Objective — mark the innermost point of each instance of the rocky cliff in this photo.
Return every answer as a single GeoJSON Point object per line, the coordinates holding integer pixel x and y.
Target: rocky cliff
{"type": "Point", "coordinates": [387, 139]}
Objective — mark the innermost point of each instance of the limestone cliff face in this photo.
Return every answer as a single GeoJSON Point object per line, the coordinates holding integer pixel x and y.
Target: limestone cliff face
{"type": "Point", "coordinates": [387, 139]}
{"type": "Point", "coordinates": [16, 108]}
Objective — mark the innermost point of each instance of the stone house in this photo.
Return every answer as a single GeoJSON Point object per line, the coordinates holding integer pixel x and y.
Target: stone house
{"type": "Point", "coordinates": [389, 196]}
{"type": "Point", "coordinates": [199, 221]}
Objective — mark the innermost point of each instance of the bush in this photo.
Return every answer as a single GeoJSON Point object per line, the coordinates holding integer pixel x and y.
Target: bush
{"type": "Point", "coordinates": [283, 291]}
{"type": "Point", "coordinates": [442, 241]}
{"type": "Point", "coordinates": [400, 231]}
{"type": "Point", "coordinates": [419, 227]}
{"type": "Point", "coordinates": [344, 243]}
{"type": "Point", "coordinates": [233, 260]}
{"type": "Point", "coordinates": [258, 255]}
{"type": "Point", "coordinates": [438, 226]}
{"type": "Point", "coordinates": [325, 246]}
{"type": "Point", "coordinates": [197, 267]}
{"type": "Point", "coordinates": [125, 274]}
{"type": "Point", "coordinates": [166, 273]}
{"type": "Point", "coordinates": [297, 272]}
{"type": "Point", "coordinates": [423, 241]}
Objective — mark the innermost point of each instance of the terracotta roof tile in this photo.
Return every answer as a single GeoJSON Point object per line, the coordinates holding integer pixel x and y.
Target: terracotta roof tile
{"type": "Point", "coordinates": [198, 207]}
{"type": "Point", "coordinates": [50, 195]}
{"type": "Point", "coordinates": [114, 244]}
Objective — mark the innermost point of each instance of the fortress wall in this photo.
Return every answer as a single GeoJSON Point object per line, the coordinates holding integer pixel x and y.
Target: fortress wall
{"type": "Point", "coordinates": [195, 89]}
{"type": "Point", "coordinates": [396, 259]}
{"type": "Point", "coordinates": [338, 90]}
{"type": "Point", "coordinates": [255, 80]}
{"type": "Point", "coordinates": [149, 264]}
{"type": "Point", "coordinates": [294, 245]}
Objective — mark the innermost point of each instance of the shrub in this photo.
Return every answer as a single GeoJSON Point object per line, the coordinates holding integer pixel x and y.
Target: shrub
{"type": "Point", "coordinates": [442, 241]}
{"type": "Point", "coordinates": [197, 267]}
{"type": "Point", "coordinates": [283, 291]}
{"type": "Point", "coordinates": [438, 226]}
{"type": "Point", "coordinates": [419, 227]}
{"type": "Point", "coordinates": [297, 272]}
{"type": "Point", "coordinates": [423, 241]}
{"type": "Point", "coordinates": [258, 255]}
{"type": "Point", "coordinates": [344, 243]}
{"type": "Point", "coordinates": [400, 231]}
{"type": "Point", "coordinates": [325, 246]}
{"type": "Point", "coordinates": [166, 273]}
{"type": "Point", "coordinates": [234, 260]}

• [WORK ORDER] All of the data above must be repeated exactly.

• [RESULT OF THE EXERCISE]
Objective — mark the innermost point of each instance of the rocky cliff in this photo.
Return every answer as a single GeoJSON Point object per line, the coordinates holding integer pixel x and y.
Target: rocky cliff
{"type": "Point", "coordinates": [387, 139]}
Objective — mark the innermost point of each instance of the limestone cliff face in this photo.
Return every answer as a single GeoJSON Point object per line, the coordinates holding integer pixel x and y.
Target: limestone cliff face
{"type": "Point", "coordinates": [387, 139]}
{"type": "Point", "coordinates": [16, 108]}
Objective — mark the innermost point of each instance of the stone house in this photo.
Return every answer as a single GeoJSON Point object per line, the coordinates holding integer pixel x and y.
Target: stone house
{"type": "Point", "coordinates": [389, 196]}
{"type": "Point", "coordinates": [199, 221]}
Objective — mark the innermost point of each instance of the bush in this photo.
Return every answer as a single GeoJSON Point object per line, the coordinates holding integer pixel x and y.
Target: bush
{"type": "Point", "coordinates": [283, 291]}
{"type": "Point", "coordinates": [442, 241]}
{"type": "Point", "coordinates": [400, 231]}
{"type": "Point", "coordinates": [419, 227]}
{"type": "Point", "coordinates": [344, 243]}
{"type": "Point", "coordinates": [233, 260]}
{"type": "Point", "coordinates": [258, 255]}
{"type": "Point", "coordinates": [438, 226]}
{"type": "Point", "coordinates": [325, 246]}
{"type": "Point", "coordinates": [197, 267]}
{"type": "Point", "coordinates": [125, 274]}
{"type": "Point", "coordinates": [166, 273]}
{"type": "Point", "coordinates": [297, 272]}
{"type": "Point", "coordinates": [423, 241]}
Objective — mark the innermost point of each instance of the terracotta roof tile in this photo.
Return every answer as a single GeoJSON Point object per line, the coordinates holding integer pixel x and y.
Target: terracotta roof tile
{"type": "Point", "coordinates": [198, 207]}
{"type": "Point", "coordinates": [50, 195]}
{"type": "Point", "coordinates": [114, 244]}
Objective — mark the innermost point of each instance of the fortress wall in this photo.
Return every answer as a single GeoJSON Point object per line, the coordinates holding integer pixel x and y.
Target: fortress wall
{"type": "Point", "coordinates": [195, 89]}
{"type": "Point", "coordinates": [396, 259]}
{"type": "Point", "coordinates": [338, 90]}
{"type": "Point", "coordinates": [255, 80]}
{"type": "Point", "coordinates": [149, 264]}
{"type": "Point", "coordinates": [294, 245]}
Objective — mark the innermost point of each instance of the shrub in this photo.
Return every answer as a single GeoJSON Point object per line, the coordinates holding integer pixel x and y.
Target: shrub
{"type": "Point", "coordinates": [442, 241]}
{"type": "Point", "coordinates": [197, 267]}
{"type": "Point", "coordinates": [283, 291]}
{"type": "Point", "coordinates": [438, 226]}
{"type": "Point", "coordinates": [419, 227]}
{"type": "Point", "coordinates": [297, 272]}
{"type": "Point", "coordinates": [423, 241]}
{"type": "Point", "coordinates": [258, 255]}
{"type": "Point", "coordinates": [344, 243]}
{"type": "Point", "coordinates": [400, 231]}
{"type": "Point", "coordinates": [325, 246]}
{"type": "Point", "coordinates": [166, 273]}
{"type": "Point", "coordinates": [234, 260]}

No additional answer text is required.